◆ AUSGEWÄHLTER TEXT ◆
------------------------------------------------------------------------

John S. Saul: Decolonization and Empire. Contesting the Rhetoric and Reality of Resubordination in Southern Africa and Beyond. Monmouth u. Johannesburg 2008. 202 S.

John Saul ist einer der Veteranen radikaler Forschung zum südlichen Afrika und hat das Drama der Befreiungskämpfe und ihrer Folgen in dieser Region durch vier Jahrzehnte mit aktivem Engagement begleitet. Momentan verfolgt er das Projekt einer Darstellung dessen, was er als den „dreißigjährigen Krieg“ im Südlichen Afrika bezeichnet. Als Zwischenprodukt ordnet sich die vorliegende Publikation hier ein, die fünf neuere Texte zusammenführt.

------------------------------------------------------------------------

◆ ERFASSTE DATEN ◆
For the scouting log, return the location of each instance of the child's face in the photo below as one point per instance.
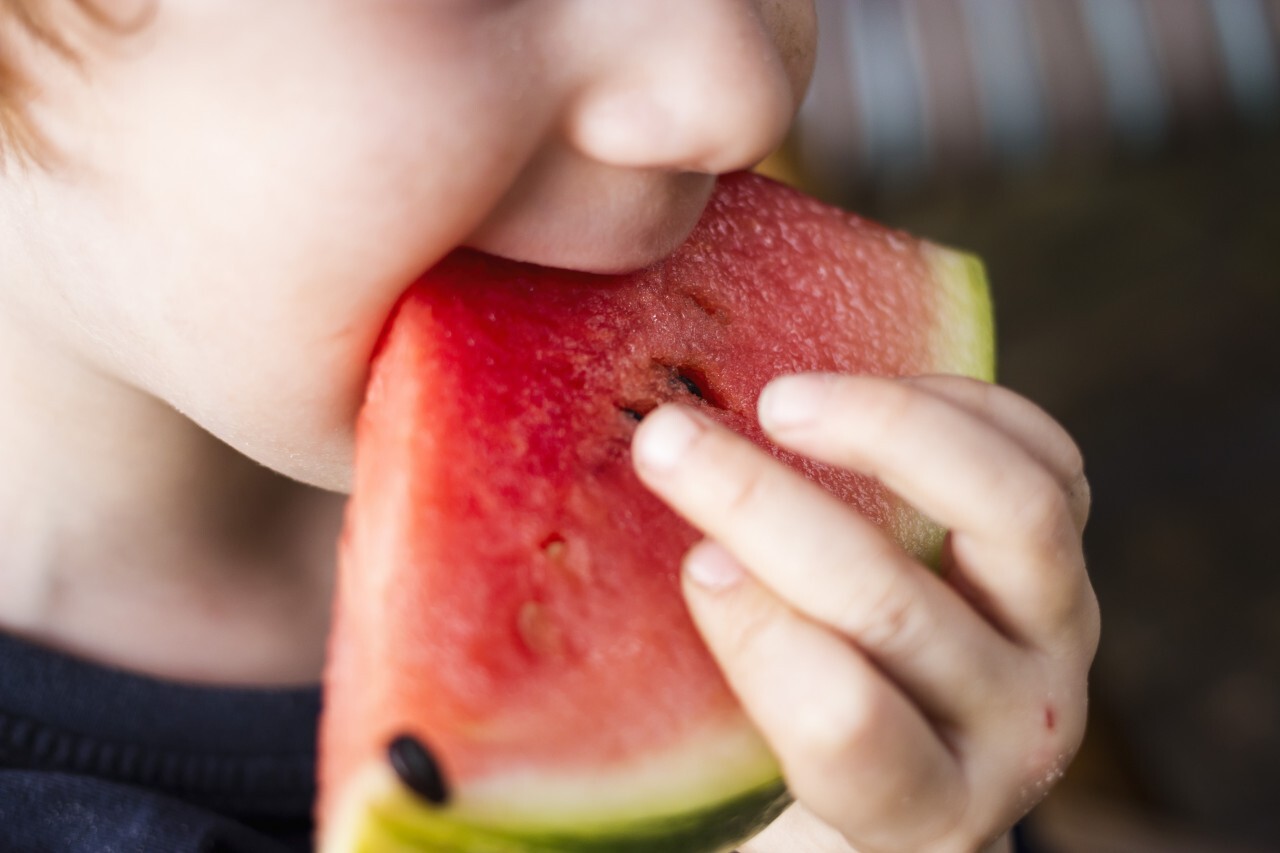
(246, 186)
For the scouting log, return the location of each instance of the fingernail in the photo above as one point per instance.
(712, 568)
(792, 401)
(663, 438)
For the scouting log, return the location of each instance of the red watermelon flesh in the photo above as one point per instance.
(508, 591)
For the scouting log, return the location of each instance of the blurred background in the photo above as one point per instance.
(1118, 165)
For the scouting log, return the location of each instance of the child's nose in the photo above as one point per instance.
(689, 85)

------------------------------------------------------------------------

◆ AUFGABEN ◆
#1 Beantworten Sie zur Rezension von „Decolonization and Empire“ die folgenden Fragen:
(a) An welchen Orten und in welchem Jahr ist das Buch erschienen?
(b) Über wie viele Jahrzehnte hat John Saul die Befreiungskämpfe im südlichen Afrika begleitet?
(c) Wie viele Texte führt die Publikation zusammen?
#2 Führen Sie die Rezension von „Decolonization and Empire“ nach ihrem letzten Satz mit einigen Sätzen fort.

◆ LÖSUNGEN ◆
#1
(a) In Monmouth und Johannesburg, 2008.
(b) Über vier Jahrzehnte.
(c) Fünf neuere Texte.

#2
Sauls vor allem am Verlaufsmodell Moçambique explizierte zentrale These besagt, dass vor allem durch die Niederlage der portugiesischen Kolonialherrschaft 1974/75 Chancen grundlegender gesellschaftlicher Veränderung, wirklicher „Befreiung“ eröffnet und in den folgenden Jahrzehnten zunichte wurden. Beschränkungen des Projekts der Frelimo sieht Saul besonders im Mangel demokratischer Kontrolle und
Partizipation, während das Scheitern wesentlich auf ein feindliches globales Umfeld zurückgehe. Doch „die Frage der Demokratie“ ist für die zentrale Lehre aus der „fatalen Geschichte des 20. Jahrhunderts“: „eine Führung, selbst eine die behauptet, im Namen des Volkes zu handeln, tut dies aller Wahrscheinlichkeit nach nicht, wenn sie von dem Volk, in dessen Namen sie zu handeln beansprucht, nicht strikt zur  Verantwortung gezogen werden kann“ (47).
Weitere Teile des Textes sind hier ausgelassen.